→ **TEXT SHOWN**:
-.-.-
What do you make of the IVD Directive's requirement for the traceability of calibrators? How will that requirement change practices at DCLD or for manufacturers?

My personal opinion is that one should ideally have a standard, traceable method or material. It doesn't have to be the best reference method or the most difficult reference material to get hold of. A company shouldn't have to use a gas chromatograph (GC) mass spectrometer analytical test to look at its new test. On the other hand, one should use the best reasonably available standard method as a basis for comparison with one's own tests. Companies shouldn't just use any old test.

And this is another area of contention. Is it adequate under FDA's 510(k) requirements—where the relevant measure is substantial equivalence to a predicate device—to compare a new test with just any other test that's on the market? This is another area where there is likely to be a fair amount of discussion and debate. And in the end I think we'll find a middle ground somewhere.

A lot of industry people have pointed out that this requirement of the IVD Directive is not very practical because there is no reference method or material for the vast majority of analytes that one would want to measure clinically.
-.-.-
→ **THE DATA**:
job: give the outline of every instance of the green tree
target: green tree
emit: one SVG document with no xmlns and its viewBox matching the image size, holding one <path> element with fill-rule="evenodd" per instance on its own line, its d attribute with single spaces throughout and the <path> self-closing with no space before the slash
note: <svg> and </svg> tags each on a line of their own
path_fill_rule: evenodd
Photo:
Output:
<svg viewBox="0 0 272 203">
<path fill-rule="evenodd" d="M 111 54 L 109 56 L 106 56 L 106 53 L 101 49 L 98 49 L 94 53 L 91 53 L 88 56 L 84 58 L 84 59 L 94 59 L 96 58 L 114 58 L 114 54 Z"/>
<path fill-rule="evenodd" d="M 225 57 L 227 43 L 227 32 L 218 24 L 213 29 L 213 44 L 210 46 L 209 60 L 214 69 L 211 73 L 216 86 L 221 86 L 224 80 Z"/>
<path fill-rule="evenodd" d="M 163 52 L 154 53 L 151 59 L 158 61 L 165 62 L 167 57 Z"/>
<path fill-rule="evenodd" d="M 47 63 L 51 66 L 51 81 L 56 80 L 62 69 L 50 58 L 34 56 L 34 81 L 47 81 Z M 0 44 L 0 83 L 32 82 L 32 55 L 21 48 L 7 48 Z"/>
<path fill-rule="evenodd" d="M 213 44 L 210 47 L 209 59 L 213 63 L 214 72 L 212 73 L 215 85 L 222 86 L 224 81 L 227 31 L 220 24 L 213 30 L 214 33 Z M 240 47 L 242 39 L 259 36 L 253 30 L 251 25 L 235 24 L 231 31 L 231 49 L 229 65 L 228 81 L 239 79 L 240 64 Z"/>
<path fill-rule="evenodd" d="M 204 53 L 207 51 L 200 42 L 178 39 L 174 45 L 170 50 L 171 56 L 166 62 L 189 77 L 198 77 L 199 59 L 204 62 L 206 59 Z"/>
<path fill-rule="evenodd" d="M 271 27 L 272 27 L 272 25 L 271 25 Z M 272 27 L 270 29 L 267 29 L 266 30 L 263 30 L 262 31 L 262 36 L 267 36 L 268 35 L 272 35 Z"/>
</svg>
-.-.-
→ **WHAT YOU NEED TO DO**:
#1 List every abbreviation that appears in the text on calibrator traceability.
#2 Continue the text on calibrator traceability from its final sentence.

→ **TASK-BY-TASK RESULTS**:
#1 IVD, DCLD, GC, FDA

#2
In my opinion, it's not necessary to use a reference method or material so long as there's a reasonable standard method or procedure. Let's take blood glucose as an example. At one time that test had a reference method that involved GC mass spectrometry or isotope dilution or something along those lines, and every new test would have to be compared using that method. But that's all really unnecessary. Instead, the manufacturer can employ a good glucose oxidase or glucose hexokinase procedure, using off-the-shelf chemicals of a reasonable purity. Or the company can use another generally acceptable method that's recognized as accurate. And it's fine to compare the new test with that. I think that's a fair approach.

I don't subscribe to the idea of always having to use a reference method. However, I do subscribe to the need to have some sort of standard procedure that is used for comparisons.

This issue plays an important role in the case of tests for certain hormones that one might want to measure using an antibody-based procedure. Often, the analyte that is being measured is not a pure chemical by itself, not a free hormone, but one that is modified by being conjugated or combined with something else. The pure material would give you one answer, but patient sera would give you another. In this case, using a reference method could provide misleading results. So what one wants is a standard procedure that measures both the free and total amounts of the hormone, or one that measures the free and conjugated amounts.

The most important thing is to document what standard method is used, so that the end-user can later compare results. Otherwise, there's great confusion.

What is the role of organizations such as the National Committee for Clinical Laboratory Standards (NCCLS) in helping to formulate industry standards and related reference methods and materials? What should that role be?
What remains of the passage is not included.